PASSAGE TO READ below:

The regime’s relative restraint also avoids overly riling international donors. Given Uganda’s reputation as a beacon of stability and its contributions to regional peacekeeping missions, Western diplomats are typically reluctant to express more than mild criticism of Museveni’s government. They only do so in cases which are big enough to warrant attention from western audiences, such as the anti-gay bill.  The arrests of Besigye and Bobi Wine in 2018 similarly surpassed that threshold.

As a result of these experiences, the Museveni regime has become a master in using an arsenal of measures which are limited in time and intensity but whose message is clear enough. It exerts continued pressure in a way that makes opposition leaders’ lives difficult but without escalating into major events.

In 2016, for instance, Besigye was repeatedly arrested and spent significant periods under de facto house arrest. And currently, the regime is utilising a similar strategy with Bobi Wine, frequently arresting him and severely curtailing his movement but without detaining him for long stretches. The NRM is also attempting to undermine the opposition leader by painting him as a stooge of the West – playing off Wine’s engagement with foreign help and his popular reception in Western media outlets – in a similar manner portraying him as an enemy of stability to how it previously accused Besigye of being linked to rebel forces.

Another part of this tactic is to take violent repression out of the main centres of attention. Instead of targeting high-level figures, the NRM focuses attacks on and abductions on opposition figures with lower profiles or outside Kampala. These actions attract less media attention but no less effectively spread the message of dominance at the grassroots. Again, yesterday’s events – with plenty of images circulating on social media of civilian bystanders being hit and police brutalities, particularly in Kampala – might lead to a backlash for the NRM.

Engage with the youth

Museveni does not just use the stick. There’s also the carrot. This is particularly important for appealing to the youth in a country where about 77% of people below the age of 25. These voters did not live through war and are less persuaded by the regime’s claim that it brought peace to Uganda. Instead therefore, the NRM has tried to attract young people through other means. It released a rap song featuring the president in 2010. It has increased its focus on social media. And, in order to combat Bobi Wine’s “ghetto” credentials ahead of 2021, it has enlisted several musicians with assumed “street cred” as paid advisers.

End of PASSAGE TO READ.
SUPPLIED ENTRIES below:

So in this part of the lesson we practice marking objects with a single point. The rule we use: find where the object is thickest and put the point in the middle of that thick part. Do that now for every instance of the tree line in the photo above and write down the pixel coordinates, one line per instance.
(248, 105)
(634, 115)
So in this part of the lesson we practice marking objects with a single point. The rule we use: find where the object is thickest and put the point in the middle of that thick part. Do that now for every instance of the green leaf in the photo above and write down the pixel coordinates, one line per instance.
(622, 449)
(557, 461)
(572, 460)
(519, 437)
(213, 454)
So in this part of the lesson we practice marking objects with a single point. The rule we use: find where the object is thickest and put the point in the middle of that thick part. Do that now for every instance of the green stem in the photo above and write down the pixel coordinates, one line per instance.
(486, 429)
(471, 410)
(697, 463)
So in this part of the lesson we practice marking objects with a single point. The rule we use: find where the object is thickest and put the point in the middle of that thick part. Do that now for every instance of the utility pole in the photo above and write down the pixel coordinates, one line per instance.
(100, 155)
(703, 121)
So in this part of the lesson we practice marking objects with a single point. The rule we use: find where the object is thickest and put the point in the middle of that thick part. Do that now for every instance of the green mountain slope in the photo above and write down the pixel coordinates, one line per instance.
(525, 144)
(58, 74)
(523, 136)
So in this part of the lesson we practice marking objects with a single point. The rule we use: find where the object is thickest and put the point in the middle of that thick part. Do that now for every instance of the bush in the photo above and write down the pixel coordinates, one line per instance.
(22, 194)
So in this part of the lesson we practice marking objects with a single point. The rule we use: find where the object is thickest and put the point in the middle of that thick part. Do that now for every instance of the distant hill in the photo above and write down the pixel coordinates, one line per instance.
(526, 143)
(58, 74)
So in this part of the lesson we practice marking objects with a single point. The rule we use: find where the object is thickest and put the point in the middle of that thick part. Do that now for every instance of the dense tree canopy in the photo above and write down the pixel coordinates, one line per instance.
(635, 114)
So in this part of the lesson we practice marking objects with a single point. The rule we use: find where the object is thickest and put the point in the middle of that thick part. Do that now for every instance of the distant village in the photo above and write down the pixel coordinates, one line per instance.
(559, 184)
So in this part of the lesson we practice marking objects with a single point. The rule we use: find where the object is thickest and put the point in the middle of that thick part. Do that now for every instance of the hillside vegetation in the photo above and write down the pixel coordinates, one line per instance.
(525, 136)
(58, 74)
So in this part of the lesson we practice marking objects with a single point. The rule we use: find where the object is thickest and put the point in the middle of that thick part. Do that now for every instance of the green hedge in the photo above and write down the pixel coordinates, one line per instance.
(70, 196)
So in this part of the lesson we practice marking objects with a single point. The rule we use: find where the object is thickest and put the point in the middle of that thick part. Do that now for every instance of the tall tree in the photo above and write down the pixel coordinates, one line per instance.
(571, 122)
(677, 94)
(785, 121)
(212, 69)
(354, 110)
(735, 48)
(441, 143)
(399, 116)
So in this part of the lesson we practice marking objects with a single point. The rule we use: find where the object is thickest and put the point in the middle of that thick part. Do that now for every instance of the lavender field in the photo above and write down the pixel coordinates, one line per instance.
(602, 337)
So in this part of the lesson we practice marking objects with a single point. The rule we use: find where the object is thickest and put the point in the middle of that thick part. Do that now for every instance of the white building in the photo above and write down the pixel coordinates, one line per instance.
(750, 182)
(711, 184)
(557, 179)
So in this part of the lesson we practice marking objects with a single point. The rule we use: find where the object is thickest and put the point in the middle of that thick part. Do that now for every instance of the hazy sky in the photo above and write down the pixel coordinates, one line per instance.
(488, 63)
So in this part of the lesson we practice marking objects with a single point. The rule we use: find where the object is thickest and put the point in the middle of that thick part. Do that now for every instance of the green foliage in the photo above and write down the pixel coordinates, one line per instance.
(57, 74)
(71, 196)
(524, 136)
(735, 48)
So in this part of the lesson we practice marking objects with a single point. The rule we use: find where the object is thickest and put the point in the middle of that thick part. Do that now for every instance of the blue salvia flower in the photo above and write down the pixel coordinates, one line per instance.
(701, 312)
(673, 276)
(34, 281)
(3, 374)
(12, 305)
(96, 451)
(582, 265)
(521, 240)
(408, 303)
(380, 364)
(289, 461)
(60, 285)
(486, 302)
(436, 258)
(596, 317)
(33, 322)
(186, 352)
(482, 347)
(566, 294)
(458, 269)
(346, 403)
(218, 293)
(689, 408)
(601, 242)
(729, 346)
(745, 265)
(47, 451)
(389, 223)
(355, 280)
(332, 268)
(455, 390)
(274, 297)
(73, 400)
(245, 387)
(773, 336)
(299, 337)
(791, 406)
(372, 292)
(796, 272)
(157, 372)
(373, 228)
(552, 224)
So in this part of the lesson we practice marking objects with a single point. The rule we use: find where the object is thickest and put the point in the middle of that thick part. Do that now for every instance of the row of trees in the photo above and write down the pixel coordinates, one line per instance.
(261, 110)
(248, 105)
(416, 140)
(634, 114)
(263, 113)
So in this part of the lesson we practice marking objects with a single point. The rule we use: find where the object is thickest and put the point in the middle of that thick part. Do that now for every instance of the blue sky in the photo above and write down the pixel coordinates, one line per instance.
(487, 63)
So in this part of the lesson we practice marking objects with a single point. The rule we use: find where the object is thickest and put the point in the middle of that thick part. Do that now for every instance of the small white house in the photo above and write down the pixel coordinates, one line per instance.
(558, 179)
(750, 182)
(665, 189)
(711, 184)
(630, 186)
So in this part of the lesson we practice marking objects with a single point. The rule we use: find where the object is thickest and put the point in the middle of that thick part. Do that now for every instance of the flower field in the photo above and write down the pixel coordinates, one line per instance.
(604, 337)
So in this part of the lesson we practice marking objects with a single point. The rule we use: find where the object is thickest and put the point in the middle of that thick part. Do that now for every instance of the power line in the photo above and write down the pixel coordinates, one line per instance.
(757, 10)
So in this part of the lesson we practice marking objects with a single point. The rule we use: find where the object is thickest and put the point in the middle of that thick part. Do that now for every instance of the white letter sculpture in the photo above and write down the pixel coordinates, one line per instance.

End of SUPPLIED ENTRIES.

--- TASK REQUIREMENTS ---
• A. List every means the passage on the Museveni regime says the NRM has used to attract young people.
• B. According to the passage on the Museveni regime, what had the NRM previously accused Besigye of being linked to?
• C. Resume the passage on the Museveni regime, picking up after its final sentence.

--- ANSWERS BY TASK ---
• A.
- Releasing a rap song featuring the president in 2010
- Increasing its focus on social media
- Enlisting several musicians with assumed "street cred" as paid advisers

• B. Rebel forces.

• C.
The regime has also used money to attract support, particularly among the youth. President Museveni hands out brown envelopes full of cash to individuals and associations around elections, while candidates spend tens of thousands of dollars in the course of their campaigns. While effective and now expected among the electorate, limitless patronage is not without risks. In 2011, the plundering of state coffers for campaign spending saw inflation skyrocket after the elections. This triggered the Walk to Work protests, the most sustained and widespread demonstrations against the NRM government so far. With economic constraints exacerbated by COVID-19, there is little money to go around among an ever-growing voting population this time. This precipitates a greater reliance on force  as a key strategy.

A foregone conclusion?

Many believe that Museveni’s victory on 14 January 2021 is a foregone conclusion. More than a decade after the reintroduction of multiparty politics, Uganda still functions as an NRM state and the president’s grip on power remains tight.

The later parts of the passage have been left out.